SUPPLIED TEXT
-.-.-
So what is making news in the world of pregnancy and parenting this week?
What do you make of the election promises targeting parents? Will you benefit from Tony Abbott’s Paid Parental Leave scheme? Do you agree with Kevin Rudd’s new vaccination policy? Also, what are NSW fire officers warning parents of this winter? And how many mums are happy to feed in public where ever, when ever? The results may surprise you!
Keep reading to find out more …
Tony Abbott’s paid parental leave: what do you think?
Tony Abbott has announced that under a Coalition Government mums will receive six months’ leave at full pay – a move that will cost $5.5bn a year.
But the Labor party has called the policy ‘unfair’ – saying it will advantage the wealthy and questioning what other budget cuts will be made to pay for the expensive scheme.
Abbott says the scheme will be funded by a 1.5 per cent levy on the 3000 largest Australian companies. He said the levy would not be permanent but would not say when it would end. According to the Coalition’s policy document, the rest of the money will come from “associated reductions in other outlays”.
The scheme would begin on July 1, 2015 and women earning up to $150,000 a year would be eligible to receive their full wage for the six-month period.
The current Paid Parental Scheme provides women earning up to $150,000 with 18 weeks pay at the minimum wage (currently $622.10 a week).
Neither scheme requires the mother to return to work after the leave period to qualify.
Labor to cut Family Tax A Supplement for vaccination objectors
Kevin Rudd has announced changes to the Government’s vaccination policy that would mean parents who ‘conscientiously object’ to vaccinations would miss out on the Family Tax A supplement (currently worth $726 per child, each year).
Prime Minister Rudd says he hopes the move will see Australia’s vaccination rates move closer to 100 per cent.
Exemptions will still be permitted for religious and medical reasons.
Parents warned of wheat bag fire risk
Parents are being warned of the dangers of using heated wheat bags to warm a child’s bed this winter.
Fire and Rescue NSW and NSW Fair Trading are urging parents to not allow children to use wheat bags as bed warmers and to take care when heating using a microwave.
-.-.-
DATA BELOW
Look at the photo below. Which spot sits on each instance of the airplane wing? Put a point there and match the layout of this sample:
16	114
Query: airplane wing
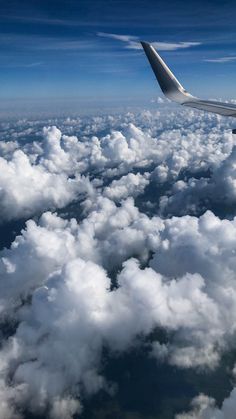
-.-.-
Answer from the parenting news roundup.
(a) How much a year would Tony Abbott's paid parental leave scheme cost?
(b) What is the Family Tax A supplement currently worth?
(c) Which two bodies are urging parents not to let children use wheat bags as bed warmers?
The lines are not needed for this work.

(a) $5.5bn a year.
(b) $726 per child, each year.
(c) Fire and Rescue NSW and NSW Fair Trading.